▸ **What you are asked to do**: Your task is to copy every entry exactly.

Provided entries START

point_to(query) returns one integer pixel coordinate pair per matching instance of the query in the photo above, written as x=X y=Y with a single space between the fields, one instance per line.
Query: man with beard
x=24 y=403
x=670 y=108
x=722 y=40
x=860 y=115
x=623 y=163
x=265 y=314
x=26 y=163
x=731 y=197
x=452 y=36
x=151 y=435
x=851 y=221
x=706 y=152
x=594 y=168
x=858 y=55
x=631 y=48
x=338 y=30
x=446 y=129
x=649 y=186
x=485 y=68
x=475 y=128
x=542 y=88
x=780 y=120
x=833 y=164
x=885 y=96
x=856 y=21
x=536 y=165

Provided entries END

▸ **Task result**:
point_to(query) returns one integer pixel coordinate pair per matching instance of the query in the photo above, written as x=X y=Y with a single space between the fields, one instance per line.
Query: man with beard
x=24 y=403
x=670 y=108
x=722 y=40
x=860 y=115
x=623 y=163
x=265 y=314
x=26 y=163
x=731 y=197
x=452 y=36
x=151 y=435
x=851 y=221
x=706 y=152
x=594 y=168
x=858 y=55
x=631 y=48
x=338 y=30
x=446 y=129
x=649 y=186
x=485 y=68
x=475 y=128
x=542 y=88
x=780 y=120
x=833 y=164
x=885 y=96
x=856 y=21
x=536 y=165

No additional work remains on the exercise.